--- Begin MATERIAL TO PROCESS ---
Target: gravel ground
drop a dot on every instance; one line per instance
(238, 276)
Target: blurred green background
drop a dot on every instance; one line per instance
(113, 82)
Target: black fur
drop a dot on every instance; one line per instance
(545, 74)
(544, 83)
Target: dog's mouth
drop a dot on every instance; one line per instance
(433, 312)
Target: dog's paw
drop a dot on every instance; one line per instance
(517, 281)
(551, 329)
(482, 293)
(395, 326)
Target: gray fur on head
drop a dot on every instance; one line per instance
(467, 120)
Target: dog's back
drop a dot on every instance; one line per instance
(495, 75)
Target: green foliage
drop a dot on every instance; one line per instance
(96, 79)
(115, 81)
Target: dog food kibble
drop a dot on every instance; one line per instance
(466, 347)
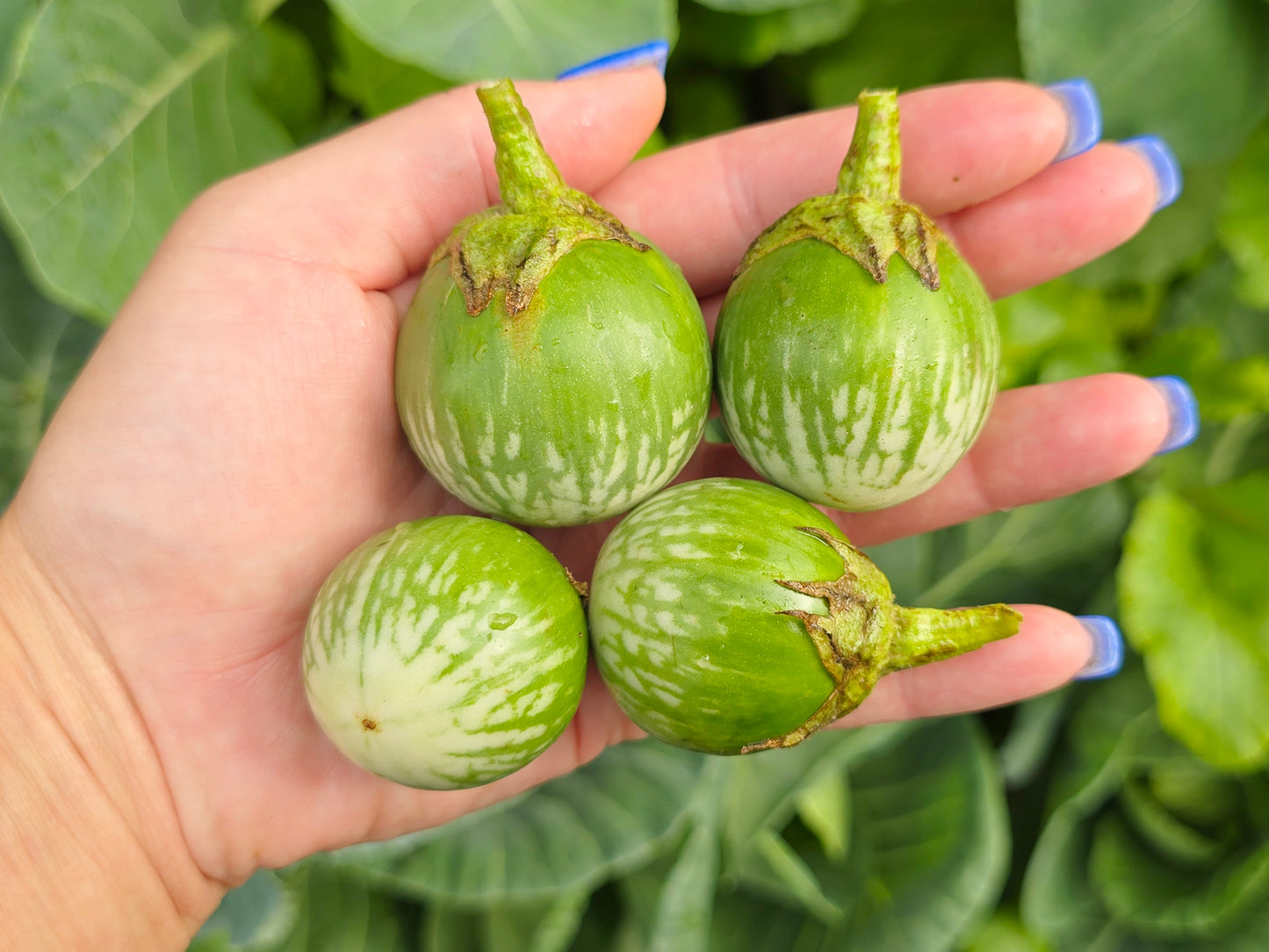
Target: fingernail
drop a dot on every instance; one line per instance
(1083, 116)
(653, 54)
(1107, 656)
(1163, 164)
(1182, 413)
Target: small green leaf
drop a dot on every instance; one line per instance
(256, 917)
(1244, 222)
(566, 835)
(340, 912)
(285, 76)
(485, 39)
(42, 350)
(1032, 737)
(824, 807)
(967, 40)
(1193, 73)
(930, 843)
(1194, 603)
(119, 114)
(376, 83)
(736, 39)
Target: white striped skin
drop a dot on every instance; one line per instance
(849, 393)
(445, 653)
(684, 613)
(575, 410)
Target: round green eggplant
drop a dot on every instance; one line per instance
(553, 368)
(729, 616)
(445, 653)
(857, 353)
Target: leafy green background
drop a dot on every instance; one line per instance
(1131, 814)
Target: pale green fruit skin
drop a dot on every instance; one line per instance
(445, 653)
(686, 613)
(847, 391)
(575, 410)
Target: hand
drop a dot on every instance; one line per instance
(235, 436)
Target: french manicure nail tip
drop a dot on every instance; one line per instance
(1107, 656)
(1083, 116)
(1163, 164)
(1183, 423)
(653, 54)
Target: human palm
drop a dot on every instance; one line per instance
(236, 436)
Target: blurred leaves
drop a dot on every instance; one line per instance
(119, 113)
(1193, 601)
(1193, 73)
(42, 350)
(1245, 219)
(570, 834)
(914, 43)
(485, 39)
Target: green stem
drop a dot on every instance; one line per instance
(928, 635)
(870, 167)
(527, 178)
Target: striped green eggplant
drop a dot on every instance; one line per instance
(857, 354)
(445, 653)
(553, 368)
(729, 616)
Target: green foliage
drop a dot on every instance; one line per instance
(1127, 815)
(482, 39)
(1194, 74)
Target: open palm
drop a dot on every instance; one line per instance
(235, 436)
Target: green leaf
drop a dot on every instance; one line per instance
(1113, 732)
(753, 6)
(42, 350)
(376, 83)
(686, 906)
(340, 912)
(482, 39)
(1194, 604)
(735, 40)
(1057, 551)
(824, 807)
(570, 834)
(1032, 735)
(1244, 222)
(1004, 932)
(1172, 240)
(1193, 73)
(544, 928)
(119, 114)
(256, 917)
(763, 789)
(285, 76)
(915, 43)
(930, 841)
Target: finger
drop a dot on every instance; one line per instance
(376, 201)
(1049, 647)
(704, 202)
(1041, 442)
(1064, 217)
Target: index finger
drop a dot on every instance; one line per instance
(706, 201)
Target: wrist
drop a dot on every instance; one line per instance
(91, 855)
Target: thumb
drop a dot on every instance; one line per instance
(376, 201)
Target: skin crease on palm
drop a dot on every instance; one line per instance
(235, 436)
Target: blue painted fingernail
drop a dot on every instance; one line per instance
(653, 54)
(1182, 413)
(1107, 656)
(1163, 162)
(1083, 116)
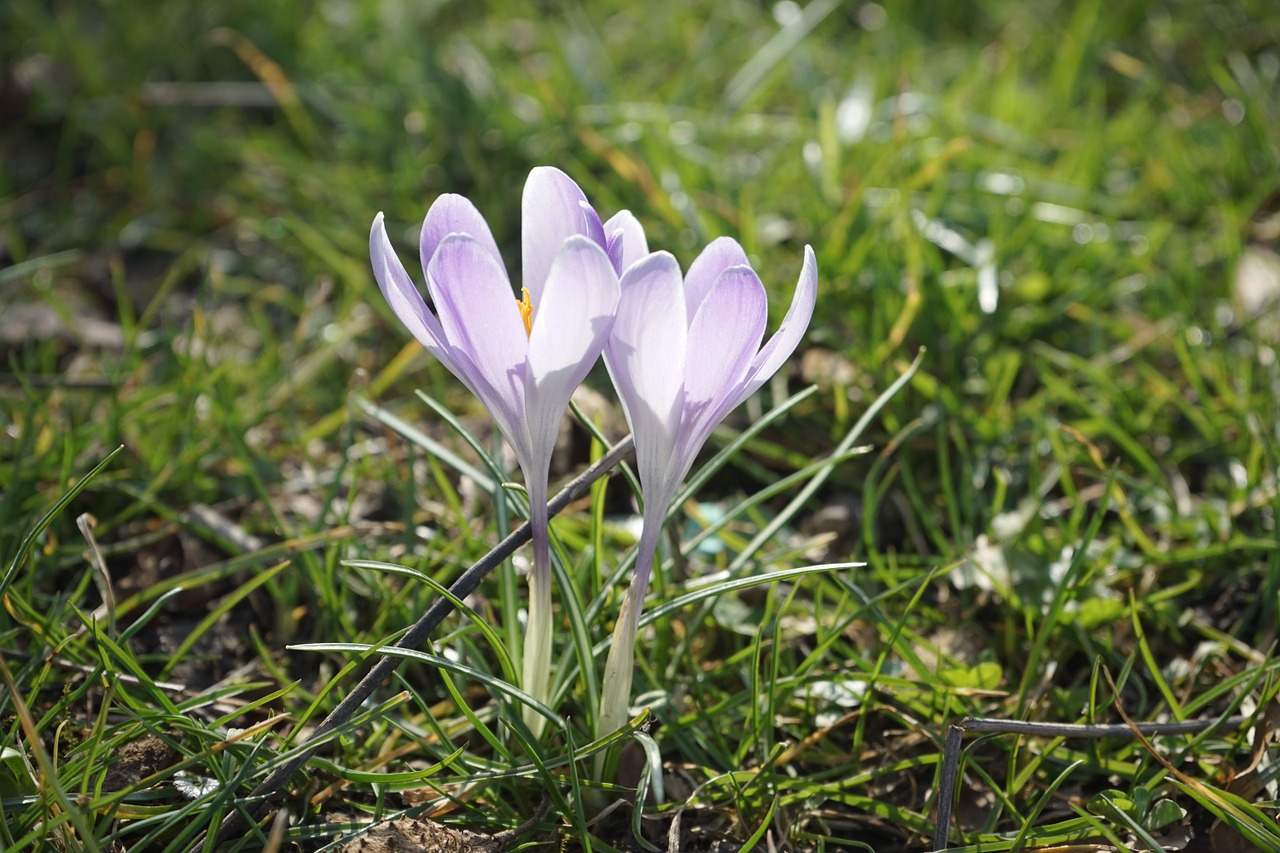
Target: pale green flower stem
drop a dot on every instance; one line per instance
(620, 665)
(538, 641)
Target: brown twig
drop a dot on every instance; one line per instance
(950, 775)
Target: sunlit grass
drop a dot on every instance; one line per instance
(1078, 482)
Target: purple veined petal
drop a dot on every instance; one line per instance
(479, 315)
(645, 356)
(570, 328)
(403, 296)
(551, 211)
(592, 224)
(784, 342)
(718, 256)
(723, 337)
(453, 214)
(625, 240)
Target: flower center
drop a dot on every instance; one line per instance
(526, 310)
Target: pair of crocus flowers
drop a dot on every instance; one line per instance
(682, 352)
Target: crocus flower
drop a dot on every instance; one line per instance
(521, 357)
(682, 354)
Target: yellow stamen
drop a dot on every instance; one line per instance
(526, 310)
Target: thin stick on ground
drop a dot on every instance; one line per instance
(412, 638)
(950, 775)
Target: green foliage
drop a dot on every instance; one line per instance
(1070, 208)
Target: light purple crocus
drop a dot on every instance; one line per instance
(682, 354)
(521, 357)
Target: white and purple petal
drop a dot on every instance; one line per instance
(403, 296)
(625, 240)
(784, 342)
(479, 316)
(571, 324)
(645, 356)
(551, 211)
(453, 214)
(718, 256)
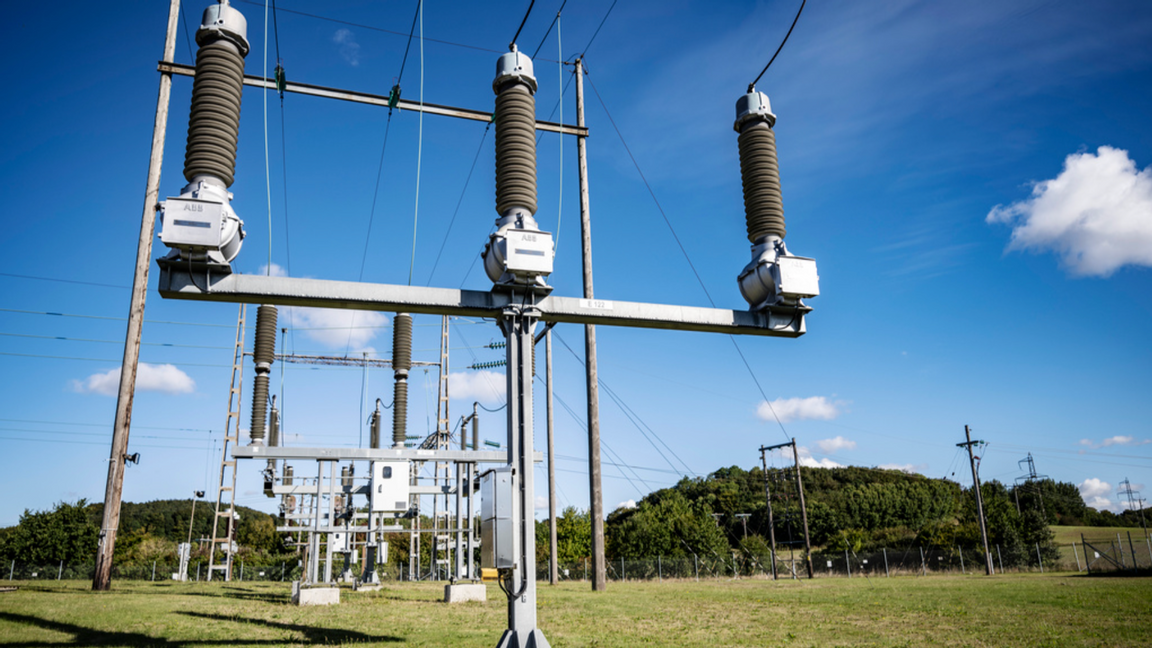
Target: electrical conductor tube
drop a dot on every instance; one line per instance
(401, 362)
(263, 355)
(199, 225)
(374, 437)
(764, 211)
(515, 121)
(774, 278)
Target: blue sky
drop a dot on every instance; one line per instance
(971, 178)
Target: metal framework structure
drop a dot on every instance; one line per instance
(227, 483)
(518, 309)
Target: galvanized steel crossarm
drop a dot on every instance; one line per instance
(372, 99)
(323, 293)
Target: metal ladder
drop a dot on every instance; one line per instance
(227, 510)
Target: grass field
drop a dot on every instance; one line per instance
(1066, 535)
(1018, 610)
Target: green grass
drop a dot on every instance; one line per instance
(1066, 535)
(1018, 610)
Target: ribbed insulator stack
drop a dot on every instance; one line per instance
(263, 354)
(515, 117)
(401, 362)
(273, 431)
(764, 211)
(213, 123)
(374, 436)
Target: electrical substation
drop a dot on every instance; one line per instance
(339, 517)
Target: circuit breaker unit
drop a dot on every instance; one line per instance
(498, 527)
(389, 487)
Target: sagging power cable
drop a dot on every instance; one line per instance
(755, 81)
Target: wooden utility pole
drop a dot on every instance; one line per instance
(596, 495)
(101, 578)
(979, 498)
(767, 497)
(553, 566)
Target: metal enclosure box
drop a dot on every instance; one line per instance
(389, 487)
(797, 277)
(498, 528)
(528, 251)
(191, 224)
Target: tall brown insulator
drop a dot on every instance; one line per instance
(263, 355)
(401, 362)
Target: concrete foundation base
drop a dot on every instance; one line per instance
(315, 595)
(461, 592)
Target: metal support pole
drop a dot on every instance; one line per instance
(803, 512)
(979, 499)
(517, 324)
(553, 559)
(767, 497)
(101, 578)
(596, 495)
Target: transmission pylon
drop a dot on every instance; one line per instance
(227, 484)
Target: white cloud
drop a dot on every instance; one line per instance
(1099, 503)
(813, 407)
(1094, 488)
(349, 50)
(834, 444)
(1119, 439)
(809, 461)
(335, 328)
(903, 467)
(483, 385)
(165, 378)
(1097, 215)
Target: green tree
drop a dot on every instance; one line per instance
(45, 537)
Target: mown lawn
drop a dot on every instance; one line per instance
(945, 610)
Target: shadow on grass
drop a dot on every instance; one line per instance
(83, 635)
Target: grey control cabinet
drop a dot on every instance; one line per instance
(498, 525)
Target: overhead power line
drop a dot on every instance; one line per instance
(755, 81)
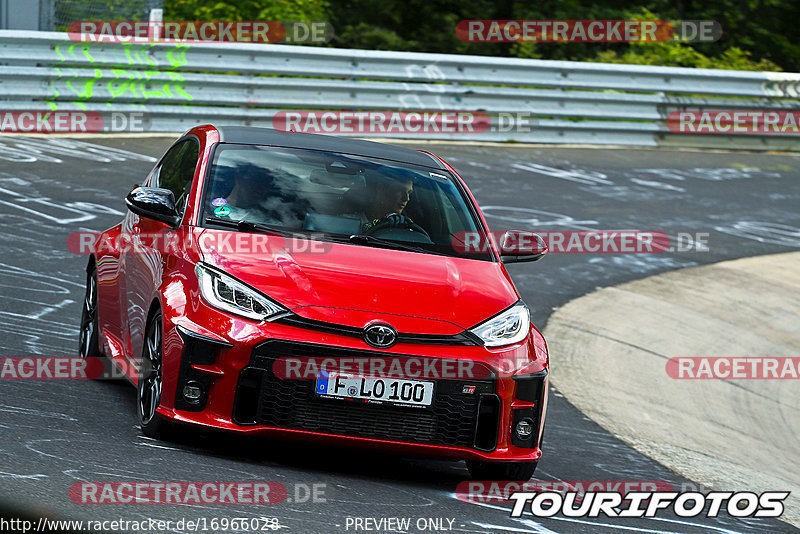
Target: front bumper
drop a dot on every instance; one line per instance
(471, 417)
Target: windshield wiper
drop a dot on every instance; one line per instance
(387, 243)
(247, 226)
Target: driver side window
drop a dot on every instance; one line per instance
(176, 171)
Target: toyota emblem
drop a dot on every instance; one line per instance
(381, 336)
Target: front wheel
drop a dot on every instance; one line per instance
(89, 329)
(517, 471)
(148, 389)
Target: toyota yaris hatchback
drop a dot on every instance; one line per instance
(312, 287)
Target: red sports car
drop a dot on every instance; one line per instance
(320, 288)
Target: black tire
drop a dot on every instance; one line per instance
(89, 331)
(148, 388)
(516, 471)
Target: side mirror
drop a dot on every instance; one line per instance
(154, 203)
(518, 246)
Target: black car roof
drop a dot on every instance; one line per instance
(266, 136)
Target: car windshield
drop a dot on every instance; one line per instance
(339, 197)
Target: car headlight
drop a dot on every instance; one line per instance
(229, 294)
(510, 326)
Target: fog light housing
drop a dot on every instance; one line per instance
(192, 392)
(524, 429)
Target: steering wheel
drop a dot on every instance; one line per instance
(394, 220)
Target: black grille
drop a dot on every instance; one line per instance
(450, 420)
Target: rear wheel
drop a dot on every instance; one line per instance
(517, 471)
(148, 389)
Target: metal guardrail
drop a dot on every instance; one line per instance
(177, 86)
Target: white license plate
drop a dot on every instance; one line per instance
(383, 390)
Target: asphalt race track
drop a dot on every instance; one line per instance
(56, 433)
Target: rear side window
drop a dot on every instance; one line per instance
(177, 170)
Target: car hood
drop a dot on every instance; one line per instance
(353, 285)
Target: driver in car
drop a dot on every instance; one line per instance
--- End MATERIAL TO PROCESS ---
PROBLEM DESCRIPTION
Copy out every line of the material, starting with the line with "Target: white license plate" and going on through the end, and shift each coordinate in the answers by adding 4 to both of its numbers.

RESULT FOR THIS EXERCISE
Target: white license plate
drop a dot on every instance; one line per instance
(387, 394)
Target: asphalt race track
drop a dot on every instance; one line per instance
(60, 437)
Target: rear side window
drop a dot on every instance; one line per instance
(181, 174)
Target: car hood
drop a dot on every instance; one line per instance
(357, 289)
Target: driver in car
drop a dot on every instance; one line per instance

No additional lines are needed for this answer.